■ Task brief ■
Exactly repeat the full listing that follows.

### Dataset extract ###

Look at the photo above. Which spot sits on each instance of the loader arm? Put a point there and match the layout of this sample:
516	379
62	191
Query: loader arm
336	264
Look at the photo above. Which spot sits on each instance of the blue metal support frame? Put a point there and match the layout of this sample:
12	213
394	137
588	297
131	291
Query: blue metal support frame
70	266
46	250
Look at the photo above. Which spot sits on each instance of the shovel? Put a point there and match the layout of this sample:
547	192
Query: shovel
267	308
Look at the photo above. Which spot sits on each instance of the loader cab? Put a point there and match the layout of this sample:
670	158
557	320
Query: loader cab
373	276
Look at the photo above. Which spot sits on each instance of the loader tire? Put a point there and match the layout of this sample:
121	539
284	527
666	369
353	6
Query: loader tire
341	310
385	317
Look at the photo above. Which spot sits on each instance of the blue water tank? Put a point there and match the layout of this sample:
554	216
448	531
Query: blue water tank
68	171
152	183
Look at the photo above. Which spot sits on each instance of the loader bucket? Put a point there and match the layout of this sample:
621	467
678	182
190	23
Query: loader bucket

###

■ Output ■
Look at the photo above. Which spot sits on each instance of the loader arm? Put a point there and match the layout of this sample:
516	379
62	191
Query: loader arm
336	264
Look at the photo above. Which spot sits on each instance of the blue metal support frame? Put a point there and match the layout of this sample:
12	213
394	137
588	297
131	291
Query: blue metal support frame
70	266
46	250
Look at the photo above. Which spot sits on each instance of the shovel? Put a point there and match the layout of this sample:
547	192
Query: shovel
267	308
Look at the photo above. Which spot sits on each instance of the loader cab? Put a point there and match the layout of this sample:
670	158
557	320
Query: loader cab
373	276
Look at the photo above. Which spot sits on each instance of the loader tire? Put a point there and match the layout of this sample:
121	539
284	527
666	369
353	6
Query: loader tire
341	310
385	317
Look at the photo above. Which spot sits on each instance of the blue water tank? Put a point there and match the layout of this sample:
554	216
448	531
Query: blue water tank
68	171
152	183
Look at the photo above. Which spot sits on each instance of the loader bucket? Put a point there and match the layout of this sample:
621	467
678	182
190	23
Query: loader bucket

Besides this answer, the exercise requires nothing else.